# Illinois Venting Question



## UA25 (Jan 11, 2013)

Ok, Section 890.1500 Installation of Wet Venting.

If I'm reading this correctly a single bathroom group of fixtures. Water Closet, Lav and Shower could all be wet vented through a 2" diameter pipe say through the lav. And it meets the requirements for DFU's and horizontal branch drain being 2". Also, this is an upstairs bathroom so the 
3" stack vent would be behind the toilet. 

I hope I explained myself well enough. Just looking for some insight.

Thanks,
R


----------



## LIQUID (Sep 26, 2013)

Typcally bathroom groups are wet vented through the lav ( 2" wet vent serving the wc. ) the w.c. is 3" obviouslly, a 3 x 2 wye is talen off and a 2x 1 1/2 wye taken off of that to pick up the tub. The dry vent above the wet vented portion of the lav can be reduced to 1 1/2 I am not sure why you mention the stack vent In this ? Every domestic dwelling must have at least 1 3" stack ( vent ) that continues through and is increaded to 4" at roof penTration, this is to vent the sewers.


----------



## LIQUID (Sep 26, 2013)

● **Supplied material**:

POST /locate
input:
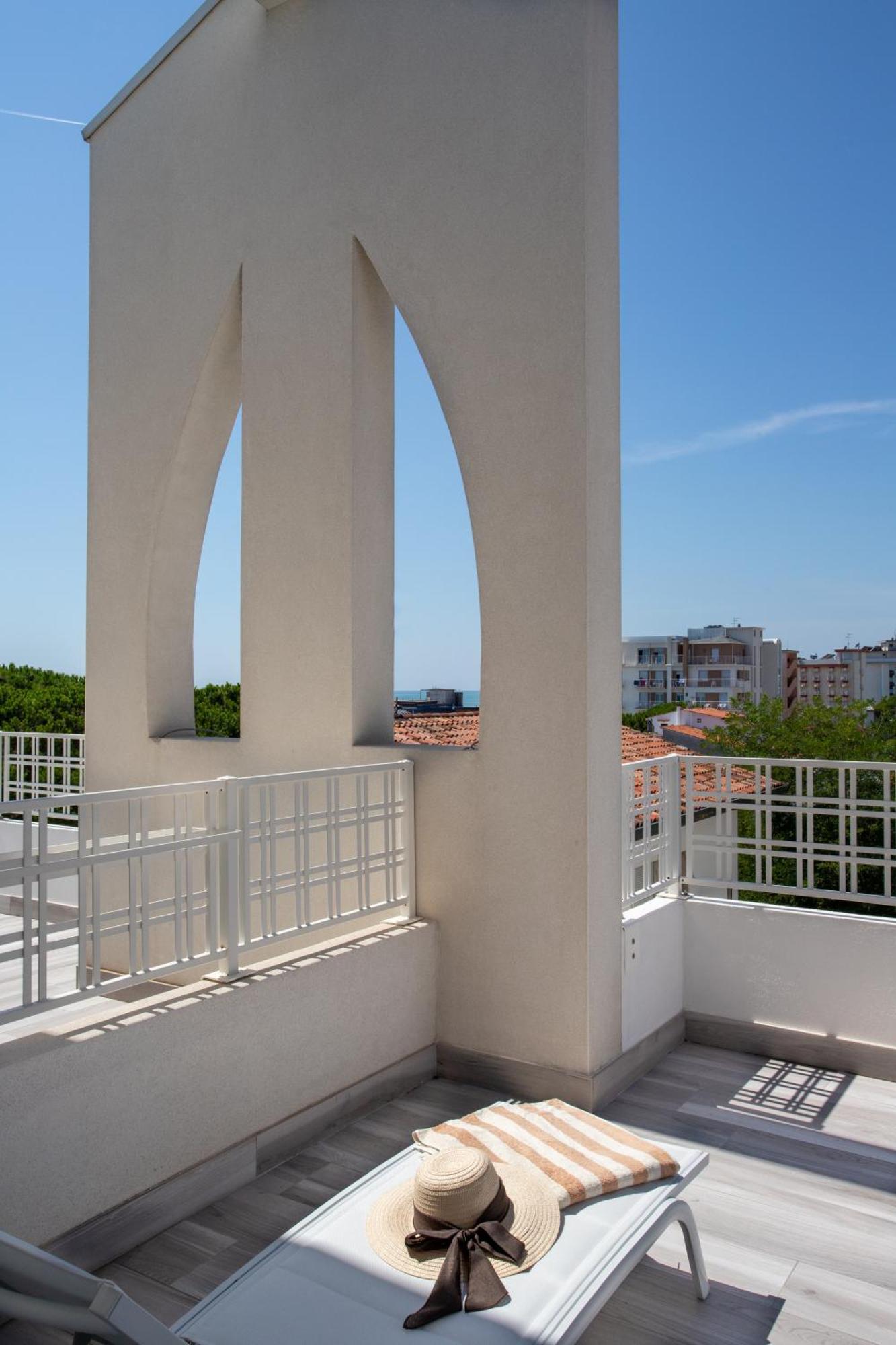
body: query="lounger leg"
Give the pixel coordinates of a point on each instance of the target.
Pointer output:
(685, 1217)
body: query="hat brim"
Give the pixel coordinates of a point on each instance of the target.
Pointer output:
(533, 1218)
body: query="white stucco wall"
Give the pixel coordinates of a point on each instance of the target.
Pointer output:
(470, 151)
(807, 970)
(93, 1117)
(653, 968)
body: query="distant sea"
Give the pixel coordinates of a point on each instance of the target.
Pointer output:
(471, 699)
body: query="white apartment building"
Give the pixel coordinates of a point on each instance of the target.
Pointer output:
(708, 666)
(861, 673)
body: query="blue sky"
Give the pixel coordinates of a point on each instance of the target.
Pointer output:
(758, 338)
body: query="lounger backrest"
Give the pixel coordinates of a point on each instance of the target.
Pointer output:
(36, 1286)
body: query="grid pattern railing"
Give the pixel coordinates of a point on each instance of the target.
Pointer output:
(165, 879)
(37, 766)
(651, 829)
(795, 829)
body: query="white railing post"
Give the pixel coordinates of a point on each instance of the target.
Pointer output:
(229, 814)
(673, 822)
(411, 866)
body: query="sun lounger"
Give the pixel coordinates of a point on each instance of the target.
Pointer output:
(322, 1285)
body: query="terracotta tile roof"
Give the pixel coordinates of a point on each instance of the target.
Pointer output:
(459, 730)
(638, 747)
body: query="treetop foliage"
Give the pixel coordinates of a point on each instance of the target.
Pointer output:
(860, 732)
(40, 701)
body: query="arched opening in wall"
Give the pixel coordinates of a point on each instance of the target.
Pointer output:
(216, 622)
(436, 590)
(415, 611)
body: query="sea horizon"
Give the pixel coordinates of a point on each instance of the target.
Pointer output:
(471, 699)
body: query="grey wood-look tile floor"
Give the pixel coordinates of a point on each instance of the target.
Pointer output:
(797, 1208)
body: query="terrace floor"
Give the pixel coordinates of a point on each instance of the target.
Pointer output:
(797, 1210)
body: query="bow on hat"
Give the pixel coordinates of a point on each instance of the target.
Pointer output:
(466, 1261)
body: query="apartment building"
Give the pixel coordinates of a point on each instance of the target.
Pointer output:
(709, 666)
(849, 675)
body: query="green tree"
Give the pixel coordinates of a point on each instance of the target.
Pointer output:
(40, 701)
(856, 732)
(218, 711)
(821, 734)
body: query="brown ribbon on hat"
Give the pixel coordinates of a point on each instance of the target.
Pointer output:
(466, 1261)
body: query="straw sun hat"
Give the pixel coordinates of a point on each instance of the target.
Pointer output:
(455, 1187)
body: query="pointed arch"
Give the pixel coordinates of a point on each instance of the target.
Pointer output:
(374, 307)
(181, 528)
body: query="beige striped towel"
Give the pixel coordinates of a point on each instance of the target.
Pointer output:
(581, 1156)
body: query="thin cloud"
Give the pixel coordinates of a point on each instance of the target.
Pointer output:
(36, 116)
(821, 419)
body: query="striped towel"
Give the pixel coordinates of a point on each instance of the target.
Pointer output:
(581, 1156)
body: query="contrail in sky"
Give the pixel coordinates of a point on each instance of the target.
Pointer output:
(36, 116)
(819, 418)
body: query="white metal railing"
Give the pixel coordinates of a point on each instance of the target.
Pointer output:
(784, 829)
(651, 829)
(794, 829)
(36, 766)
(165, 879)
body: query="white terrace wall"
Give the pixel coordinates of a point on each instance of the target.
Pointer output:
(813, 987)
(817, 974)
(104, 1110)
(257, 205)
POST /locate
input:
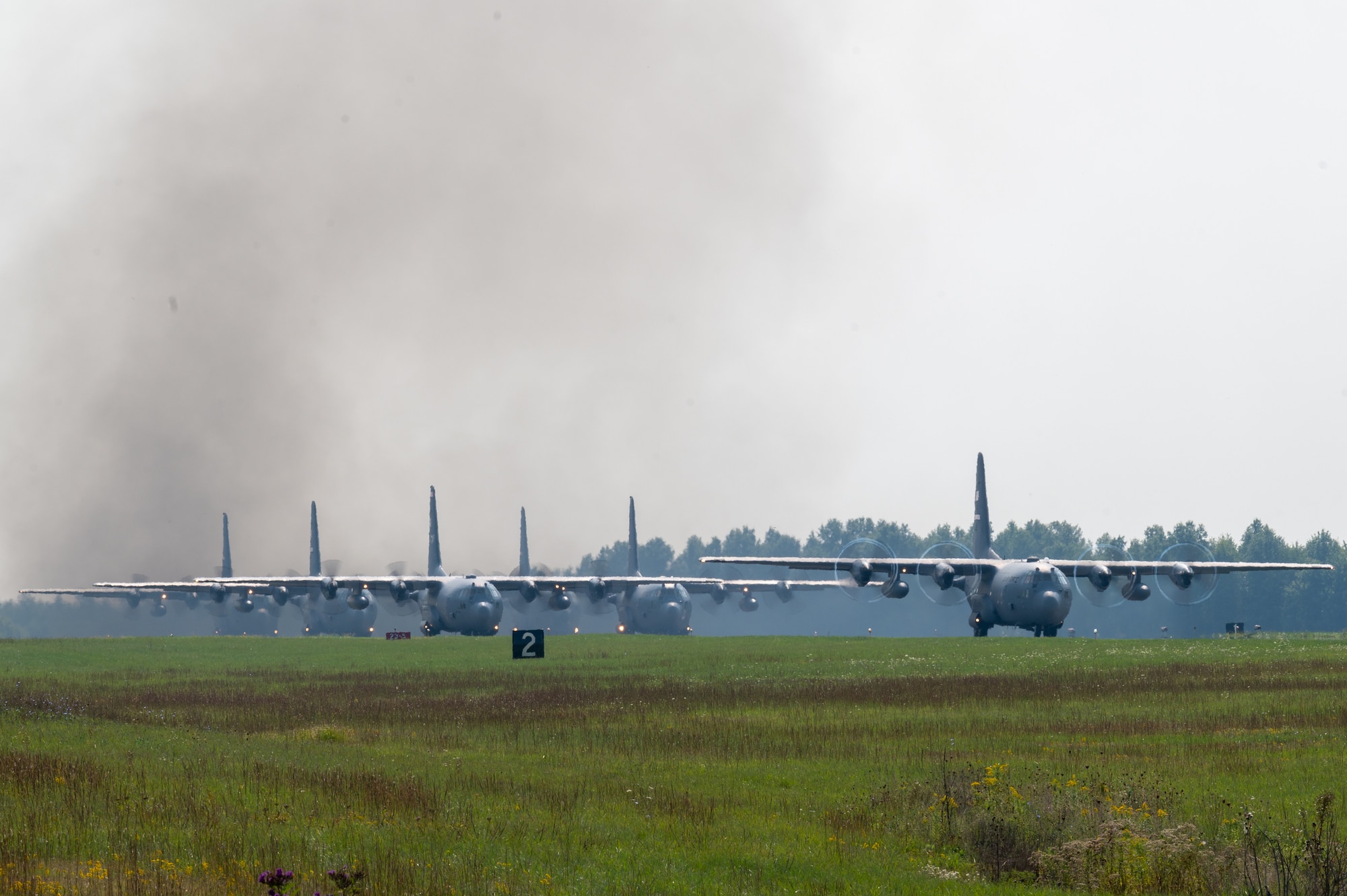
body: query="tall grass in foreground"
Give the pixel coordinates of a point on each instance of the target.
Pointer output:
(639, 765)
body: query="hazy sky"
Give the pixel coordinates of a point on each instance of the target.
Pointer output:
(754, 263)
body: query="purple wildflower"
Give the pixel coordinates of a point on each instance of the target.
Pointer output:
(277, 882)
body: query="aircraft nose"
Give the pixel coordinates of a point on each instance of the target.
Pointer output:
(480, 615)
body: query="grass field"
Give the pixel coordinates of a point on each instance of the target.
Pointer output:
(642, 765)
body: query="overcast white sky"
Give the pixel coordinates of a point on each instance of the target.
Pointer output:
(754, 263)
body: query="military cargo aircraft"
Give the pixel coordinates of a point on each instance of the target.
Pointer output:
(1032, 594)
(227, 596)
(469, 605)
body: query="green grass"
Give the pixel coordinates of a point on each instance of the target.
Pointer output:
(620, 765)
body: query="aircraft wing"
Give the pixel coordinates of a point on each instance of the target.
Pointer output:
(170, 590)
(1158, 568)
(690, 583)
(906, 565)
(965, 567)
(611, 584)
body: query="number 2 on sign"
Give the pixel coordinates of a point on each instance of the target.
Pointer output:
(529, 645)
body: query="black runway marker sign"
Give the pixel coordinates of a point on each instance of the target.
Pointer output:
(529, 644)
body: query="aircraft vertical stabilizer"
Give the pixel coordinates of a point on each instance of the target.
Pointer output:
(227, 564)
(634, 567)
(981, 525)
(434, 565)
(316, 557)
(525, 570)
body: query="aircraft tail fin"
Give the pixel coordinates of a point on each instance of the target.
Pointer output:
(634, 567)
(434, 565)
(981, 525)
(316, 557)
(525, 570)
(227, 564)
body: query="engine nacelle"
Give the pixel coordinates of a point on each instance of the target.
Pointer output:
(1182, 575)
(895, 587)
(944, 576)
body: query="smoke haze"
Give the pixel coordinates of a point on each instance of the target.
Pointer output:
(752, 263)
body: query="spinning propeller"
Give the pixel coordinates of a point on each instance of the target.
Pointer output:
(1101, 588)
(945, 588)
(1187, 586)
(853, 574)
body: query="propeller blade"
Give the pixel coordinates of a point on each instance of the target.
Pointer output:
(1193, 587)
(950, 596)
(1113, 592)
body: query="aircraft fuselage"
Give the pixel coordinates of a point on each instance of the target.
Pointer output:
(464, 605)
(1032, 595)
(663, 609)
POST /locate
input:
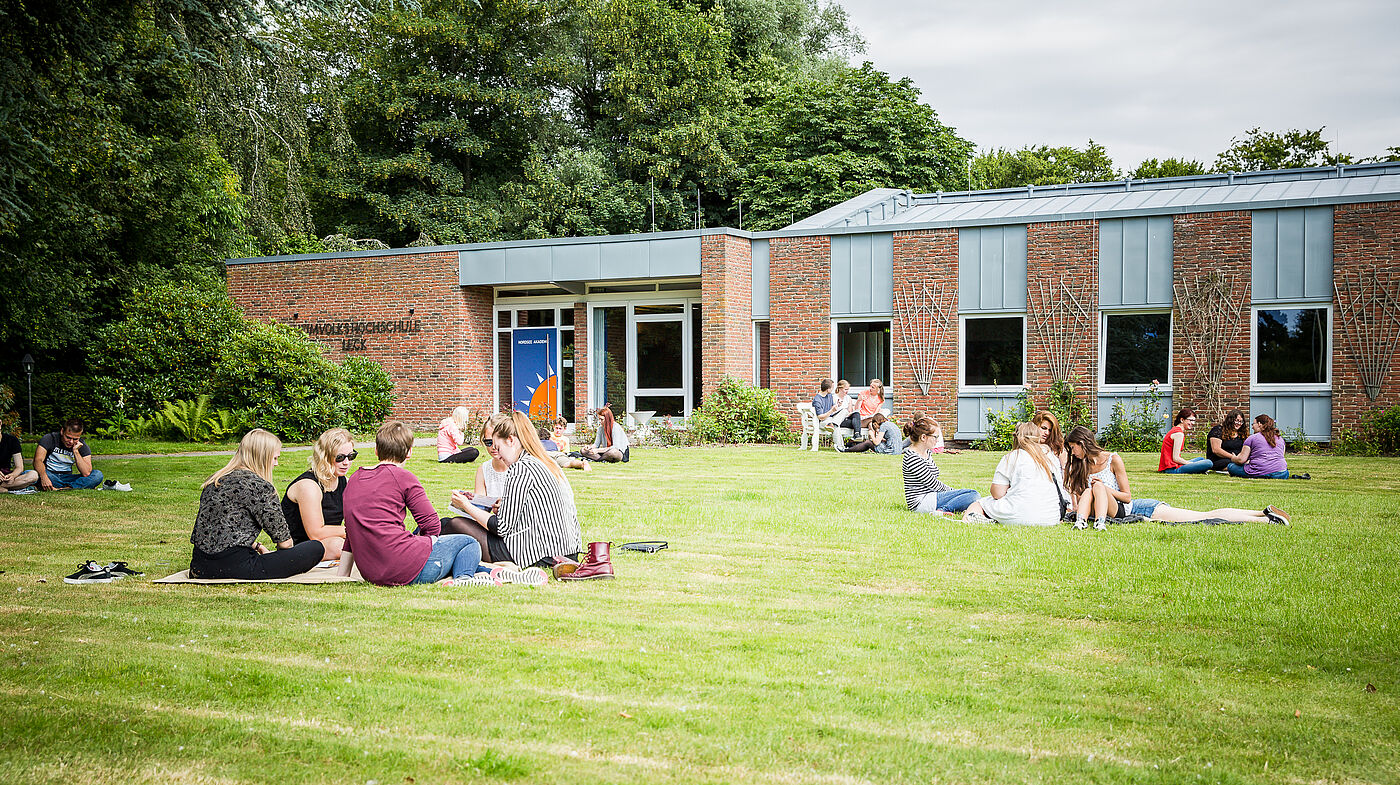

● **What to do**:
[1] In the Illinois venting thread, to what diameter is the 3" stack increased at the roof penetration?
[2] Continue the Illinois venting thread, starting right after its last heading.

● **Answer set**:
[1] It is increased to 4 inches.

[2]
You can stack vent a wc. But that would be the only fixture served by the stack vent. Since you need to serve every trap with a vent you require either individual vents for all ( best but most expensive ) or a wet vent properly sized. Typically in the installation you describe the dry portion of the wet vent 1 1/2, would be tied into the stack vent using a 3 x 1 1/2 wye ot t wye above flood level (There would only be a single roof penetration). Hope this answers your question.


----------



## Ryan M (Dec 8, 2013)

When push comes to shove go over kill and individually vent each fixture if your unsure. When the floor is down and the walls are up you don't want to have to install a cheater vent.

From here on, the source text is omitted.